---------- TEKS YANG DITAMPILKAN

Biografi Bapak Pandu Dunia
(Baden-Powell)
Jika mempelajari sejarah kepramukaan, maka tidak boleh
kita lepaskan dari riwayat hidup pendiri gerakan kepramukaan sedunia, yaitu
Lord Baden-Powell Of Gilwell. Hal ini disebabkan pengalaman beliaulah yang mendasari
pembinaan remaja di Negara Inggris, yang kemudian tumbuh berkembang menjadi
gerakan kepramukaan.
Baden-Powell lahir di kota London, Inggris, pada tanggal
22 Februari 1857. Nama lengkapnya adalah Robert Stephenson Smyth
Baden-Powell. Nama kecil dari
Baden-Powell adalah Ste, Stephe atau Stephenson (sering dipanggil dengan nama
Steevie), dan beliau dipanggil dengan nama Robert atau Sir Robert setelah
mendapat gelar kesatria dari Raja Inggris. Ayah dari Baden-Powell bernama Prof.

--------------------
---------- DATA LATIHAN

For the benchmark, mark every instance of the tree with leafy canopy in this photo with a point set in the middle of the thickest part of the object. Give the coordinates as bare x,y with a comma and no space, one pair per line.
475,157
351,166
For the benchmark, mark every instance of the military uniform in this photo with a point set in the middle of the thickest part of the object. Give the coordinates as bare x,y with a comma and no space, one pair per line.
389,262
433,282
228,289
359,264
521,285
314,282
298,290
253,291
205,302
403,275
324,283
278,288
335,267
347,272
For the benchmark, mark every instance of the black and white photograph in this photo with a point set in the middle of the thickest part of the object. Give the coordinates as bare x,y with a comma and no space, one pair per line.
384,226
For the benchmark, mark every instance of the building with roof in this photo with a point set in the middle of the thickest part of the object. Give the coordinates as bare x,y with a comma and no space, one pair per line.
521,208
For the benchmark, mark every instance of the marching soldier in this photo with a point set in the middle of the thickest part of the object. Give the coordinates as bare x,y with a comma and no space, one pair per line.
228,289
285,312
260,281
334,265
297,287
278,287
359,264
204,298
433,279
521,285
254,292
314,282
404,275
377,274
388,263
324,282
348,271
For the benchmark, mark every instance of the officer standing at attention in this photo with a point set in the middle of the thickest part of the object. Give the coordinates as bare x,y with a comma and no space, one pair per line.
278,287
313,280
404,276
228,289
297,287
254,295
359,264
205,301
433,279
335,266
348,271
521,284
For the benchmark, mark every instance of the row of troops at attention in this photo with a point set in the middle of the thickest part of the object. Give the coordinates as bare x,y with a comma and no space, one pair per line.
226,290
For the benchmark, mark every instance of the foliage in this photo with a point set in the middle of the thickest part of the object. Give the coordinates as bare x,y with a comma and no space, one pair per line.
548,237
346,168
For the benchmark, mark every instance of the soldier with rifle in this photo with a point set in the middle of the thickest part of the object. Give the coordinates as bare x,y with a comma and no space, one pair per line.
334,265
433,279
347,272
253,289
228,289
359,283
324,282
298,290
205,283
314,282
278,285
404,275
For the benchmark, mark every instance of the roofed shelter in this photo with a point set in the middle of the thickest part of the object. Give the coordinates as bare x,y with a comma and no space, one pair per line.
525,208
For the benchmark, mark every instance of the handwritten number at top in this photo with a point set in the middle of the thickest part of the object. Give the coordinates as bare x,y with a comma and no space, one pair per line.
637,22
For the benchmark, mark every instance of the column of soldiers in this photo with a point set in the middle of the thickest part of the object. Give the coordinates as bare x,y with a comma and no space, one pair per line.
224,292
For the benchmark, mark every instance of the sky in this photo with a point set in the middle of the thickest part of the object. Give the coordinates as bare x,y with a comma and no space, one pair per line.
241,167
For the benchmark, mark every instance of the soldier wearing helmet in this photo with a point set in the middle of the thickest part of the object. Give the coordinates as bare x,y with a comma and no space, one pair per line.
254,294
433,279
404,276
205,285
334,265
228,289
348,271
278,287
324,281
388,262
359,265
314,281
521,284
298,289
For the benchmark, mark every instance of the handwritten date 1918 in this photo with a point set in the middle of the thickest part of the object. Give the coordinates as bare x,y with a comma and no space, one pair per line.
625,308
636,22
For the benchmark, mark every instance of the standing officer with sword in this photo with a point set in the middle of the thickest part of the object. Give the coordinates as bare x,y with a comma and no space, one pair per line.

--------------------

## KETENTUAN TUGAS
**1)** Salin ulang tanpa perubahan baris-baris entri mulai dari baris yang memuat "For the benchmark, mark every instance of the soldier with" hingga baris terakhir entri, keduanya ikut disalin.
**2)** Lanjutkan teks biografi Baden-Powell dari bagian terakhir yang ditampilkan.
Teks dan entri di atas merupakan dua bahan yang berdiri sendiri.

## HASIL LATIHAN
**1)**
For the benchmark, mark every instance of the soldier with rifle in this photo with a point set in the middle of the thickest part of the object. Give the coordinates as bare x,y with a comma and no space, one pair per line.
334,265
433,279
347,272
253,289
228,289
359,283
324,282
298,290
205,283
314,282
278,285
404,275
For the benchmark, mark every instance of the roofed shelter in this photo with a point set in the middle of the thickest part of the object. Give the coordinates as bare x,y with a comma and no space, one pair per line.
525,208
For the benchmark, mark every instance of the handwritten number at top in this photo with a point set in the middle of the thickest part of the object. Give the coordinates as bare x,y with a comma and no space, one pair per line.
637,22
For the benchmark, mark every instance of the column of soldiers in this photo with a point set in the middle of the thickest part of the object. Give the coordinates as bare x,y with a comma and no space, one pair per line.
224,292
For the benchmark, mark every instance of the sky in this photo with a point set in the middle of the thickest part of the object. Give the coordinates as bare x,y with a comma and no space, one pair per line.
241,167
For the benchmark, mark every instance of the soldier wearing helmet in this photo with a point set in the middle of the thickest part of the object. Give the coordinates as bare x,y with a comma and no space, one pair per line.
254,294
433,279
404,276
205,285
334,265
228,289
348,271
278,287
324,281
388,262
359,265
314,281
521,284
298,289
For the benchmark, mark every instance of the handwritten date 1918 in this photo with a point set in the middle of the thickest part of the object. Give the coordinates as bare x,y with a comma and no space, one pair per line.
625,308
636,22
For the benchmark, mark every instance of the standing officer with sword in this photo with a point set in the middle of the thickest part of the object. Give the coordinates as bare x,y with a comma and no space, one pair per line.

**2)**
Domine Baden-Powell, seorang guru besar Geometri di Universitas Oxford, Inggris. Ayah Baden-Powell menikah
dengan Miss Henrietta Grace Smyth, seorang puteri dari Admiral Kerajaan Inggris
yang terkenal yaitu William T. Smyth. Baden Powell mempunyai 9 saudara, yaitu :
Warrington, George, Augustus, Frank, Penrose, Agnes, Henrietta, Jessie, dan
Baden Fletcher.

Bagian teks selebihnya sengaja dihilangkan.